STATED PROBLEM.
Format the lines from the start of the items through the line containing "160 197 194 207" as a numbered list, omitting any blank lines.
[begin ENTRIES SUPPLIED]
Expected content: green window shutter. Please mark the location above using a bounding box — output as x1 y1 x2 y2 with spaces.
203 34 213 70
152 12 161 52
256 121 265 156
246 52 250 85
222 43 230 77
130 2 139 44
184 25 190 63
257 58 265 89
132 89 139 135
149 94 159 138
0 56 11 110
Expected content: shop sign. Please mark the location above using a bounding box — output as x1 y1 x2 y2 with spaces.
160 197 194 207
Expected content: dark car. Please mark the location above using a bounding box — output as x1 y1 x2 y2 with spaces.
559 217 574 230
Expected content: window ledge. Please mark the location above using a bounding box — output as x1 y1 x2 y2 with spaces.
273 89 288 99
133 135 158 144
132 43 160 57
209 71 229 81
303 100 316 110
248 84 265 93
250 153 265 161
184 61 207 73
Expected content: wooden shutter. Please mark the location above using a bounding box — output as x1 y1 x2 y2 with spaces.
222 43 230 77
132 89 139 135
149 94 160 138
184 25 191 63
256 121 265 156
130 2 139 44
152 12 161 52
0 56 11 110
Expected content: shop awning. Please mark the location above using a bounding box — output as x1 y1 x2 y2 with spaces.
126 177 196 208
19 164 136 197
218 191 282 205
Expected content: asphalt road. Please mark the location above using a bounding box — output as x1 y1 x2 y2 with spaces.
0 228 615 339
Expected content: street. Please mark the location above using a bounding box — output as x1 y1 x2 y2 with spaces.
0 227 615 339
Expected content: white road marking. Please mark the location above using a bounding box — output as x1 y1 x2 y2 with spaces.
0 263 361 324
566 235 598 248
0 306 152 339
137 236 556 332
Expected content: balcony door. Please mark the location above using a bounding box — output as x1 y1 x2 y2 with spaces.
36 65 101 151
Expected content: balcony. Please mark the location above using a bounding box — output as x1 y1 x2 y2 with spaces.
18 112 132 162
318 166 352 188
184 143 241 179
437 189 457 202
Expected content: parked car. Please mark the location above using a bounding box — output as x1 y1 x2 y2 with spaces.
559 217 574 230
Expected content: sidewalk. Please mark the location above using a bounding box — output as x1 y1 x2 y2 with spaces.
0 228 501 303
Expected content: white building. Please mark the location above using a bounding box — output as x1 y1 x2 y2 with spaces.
[end ENTRIES SUPPLIED]
SOLUTION TO THIS PROBLEM.
1. Expected content: green window shutter. Please mark the location above using a bounding box — output as x1 y1 x2 y2 with spaces.
2. 203 34 213 70
3. 152 12 161 52
4. 256 121 265 156
5. 246 52 250 85
6. 222 43 230 77
7. 130 2 139 44
8. 184 25 190 63
9. 257 58 265 89
10. 132 89 139 135
11. 149 94 159 138
12. 0 56 11 110
13. Expected content: shop sign. Please mark the location above using a bounding box — output as x1 y1 x2 y2 with spaces.
14. 160 197 194 207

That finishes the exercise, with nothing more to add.